# Tasks to perform
A: From the healthy eating text, list every nutrient it says we all need a balance of to sustain a healthy body.
B: Using the healthy eating text, decide whether each statement agrees with it: (i) changing everything at once usually leads to cheating or giving up; (ii) a healthy diet requires completely cutting out foods you enjoy; (iii) thirst is often mistaken for hunger. Answer yes or no for each and quote the deciding words.
** Excerpt to read follows **
Start slow and make changes to your eating habits over time. Trying to make your diet healthy overnight isn’t realistic or smart. Changing everything at once usually leads to cheating or giving up on your new eating plan. Make small steps, like adding a salad (full of different color vegetables) to your diet once a day or switching from butter to olive oil when cooking. As your small changes become habit, you can continue to add more healthy choices to your diet.
Every change you make to improve your diet matters. You don’t have to be perfect and you don’t have to completely eliminate foods you enjoy to have a healthy diet. The long term goal is to feel good, have more energy, and reduce the risk of cancer and disease. Don’t let your missteps derail you—every healthy food choice you make counts.
Think of water and exercise as food groups in your diet.
Water. Water helps flush our systems of waste products and toxins, yet many people go through life dehydrated—causing tiredness, low energy, and headaches. It’s common to mistake thirst for hunger, so staying well hydrated will also help you make healthier food choices.
Exercise. Find something active that you like to do and add it to your day, just like you would add healthy greens, blueberries, or salmon. The benefits of lifelong exercise are abundant and regular exercise may even motivate you to make healthy food choices a habit.
Healthy eating tip 2: Moderation is key
Harvard Healthy Eating Plate
People often think of healthy eating as an all or nothing proposition, but a key foundation for any healthy diet is moderation. But what is moderation? How much is a moderate amount? That really depends on you and your overall eating habits. The goal of healthy eating is to develop a diet that you can maintain for life, not just a few weeks or months, or until you've hit your ideal weight. So try to think of moderation in terms of balance. Despite what certain fad diets would have you believe, we all need a balance of carbohydrates, protein, fat, fiber, vitamins, and minerals to sustain a healthy body.
For most of us, moderation or balance means eating less than we do now. More specifically, it means eating far less of the unhealthy stuff (refined sugar, saturated fat, for example) and more of the healthy (such as fresh fruit and vegetables). But it doesn't mean eliminating the foods you love. Eating bacon for breakfast once a week, for example, could be considered moderation if you follow it with a healthy lunch and dinner—but not if you follow it with a box of donuts and a sausage pizza. If you eat 100 calories of chocolate one afternoon, balance it out by deducting 100 calories from your evening meal. If you're still hungry, fill up with an extra serving of fresh vegetables.
Try not to think of certain foods as “off-limits.” When you ban certain foods or food groups, it is natural to want those foods more, and then feel like a failure if you give in to temptation. If you are drawn towards sweet, salty, or unhealthy foods, start by reducing portion sizes and not eating them as often. Later you may find yourself craving them less or thinking of them as only occasional indulgences.
** End of Excerpt to read **
** Record excerpts follows **
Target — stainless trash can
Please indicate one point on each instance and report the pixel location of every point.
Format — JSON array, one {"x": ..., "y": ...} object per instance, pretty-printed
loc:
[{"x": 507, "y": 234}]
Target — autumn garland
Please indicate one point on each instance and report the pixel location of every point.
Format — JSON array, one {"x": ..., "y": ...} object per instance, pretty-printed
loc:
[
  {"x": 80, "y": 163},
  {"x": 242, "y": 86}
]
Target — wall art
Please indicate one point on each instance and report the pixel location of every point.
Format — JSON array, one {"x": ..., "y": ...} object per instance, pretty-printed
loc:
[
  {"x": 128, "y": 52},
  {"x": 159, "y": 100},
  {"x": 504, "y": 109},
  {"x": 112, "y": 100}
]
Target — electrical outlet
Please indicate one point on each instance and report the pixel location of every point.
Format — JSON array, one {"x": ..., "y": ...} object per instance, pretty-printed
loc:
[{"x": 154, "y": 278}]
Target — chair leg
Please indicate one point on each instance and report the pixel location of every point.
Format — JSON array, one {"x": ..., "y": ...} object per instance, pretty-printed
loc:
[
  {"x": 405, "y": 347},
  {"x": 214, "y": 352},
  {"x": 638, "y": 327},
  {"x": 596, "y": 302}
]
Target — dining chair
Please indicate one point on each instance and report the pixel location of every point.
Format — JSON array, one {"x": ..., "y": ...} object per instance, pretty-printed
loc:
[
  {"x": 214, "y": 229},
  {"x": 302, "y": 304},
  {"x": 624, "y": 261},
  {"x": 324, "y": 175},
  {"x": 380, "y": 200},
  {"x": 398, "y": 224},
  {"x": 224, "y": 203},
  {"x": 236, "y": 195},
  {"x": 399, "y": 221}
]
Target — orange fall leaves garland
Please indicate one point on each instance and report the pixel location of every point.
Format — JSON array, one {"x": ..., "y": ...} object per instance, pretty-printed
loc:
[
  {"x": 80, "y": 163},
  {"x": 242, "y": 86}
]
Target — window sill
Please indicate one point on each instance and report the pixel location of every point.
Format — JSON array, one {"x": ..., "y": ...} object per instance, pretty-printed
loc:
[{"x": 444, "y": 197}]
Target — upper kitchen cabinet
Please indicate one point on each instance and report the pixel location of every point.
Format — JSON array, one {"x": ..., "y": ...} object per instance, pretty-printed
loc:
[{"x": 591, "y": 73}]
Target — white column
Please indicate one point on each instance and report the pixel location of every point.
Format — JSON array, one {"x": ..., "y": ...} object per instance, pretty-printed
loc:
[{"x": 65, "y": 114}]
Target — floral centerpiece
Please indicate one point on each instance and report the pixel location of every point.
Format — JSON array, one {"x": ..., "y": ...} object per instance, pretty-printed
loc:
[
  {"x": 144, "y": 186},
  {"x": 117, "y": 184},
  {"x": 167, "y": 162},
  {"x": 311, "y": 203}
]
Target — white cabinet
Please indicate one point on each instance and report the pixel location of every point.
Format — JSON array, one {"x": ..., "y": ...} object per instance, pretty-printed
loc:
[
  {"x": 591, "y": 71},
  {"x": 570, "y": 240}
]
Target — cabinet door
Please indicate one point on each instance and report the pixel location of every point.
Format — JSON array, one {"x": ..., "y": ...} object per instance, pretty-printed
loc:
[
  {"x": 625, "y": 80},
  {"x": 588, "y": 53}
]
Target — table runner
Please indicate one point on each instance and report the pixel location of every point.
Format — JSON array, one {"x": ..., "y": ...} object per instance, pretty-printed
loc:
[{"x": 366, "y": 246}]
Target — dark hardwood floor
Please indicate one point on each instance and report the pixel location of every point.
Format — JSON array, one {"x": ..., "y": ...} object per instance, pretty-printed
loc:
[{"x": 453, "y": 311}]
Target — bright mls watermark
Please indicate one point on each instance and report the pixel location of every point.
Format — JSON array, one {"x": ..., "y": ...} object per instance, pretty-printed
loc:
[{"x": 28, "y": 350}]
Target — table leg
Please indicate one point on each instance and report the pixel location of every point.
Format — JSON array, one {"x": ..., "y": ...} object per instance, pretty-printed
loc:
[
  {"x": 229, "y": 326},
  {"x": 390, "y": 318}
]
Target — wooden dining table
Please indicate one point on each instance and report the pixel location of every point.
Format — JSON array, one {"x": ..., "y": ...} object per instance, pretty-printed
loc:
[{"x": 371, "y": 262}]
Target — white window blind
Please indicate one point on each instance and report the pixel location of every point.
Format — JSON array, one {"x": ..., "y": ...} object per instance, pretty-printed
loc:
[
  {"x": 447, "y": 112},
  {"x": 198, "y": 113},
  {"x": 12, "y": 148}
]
** End of Record excerpts **
# Answers to each task
A: carbohydrates, protein, fat, fiber, vitamins, minerals

B:
(i) Yes: "Changing everything at once usually leads to cheating or giving up on your new eating plan."
(ii) No: "you don’t have to completely eliminate foods you enjoy to have a healthy diet."
(iii) Yes: "It’s common to mistake thirst for hunger"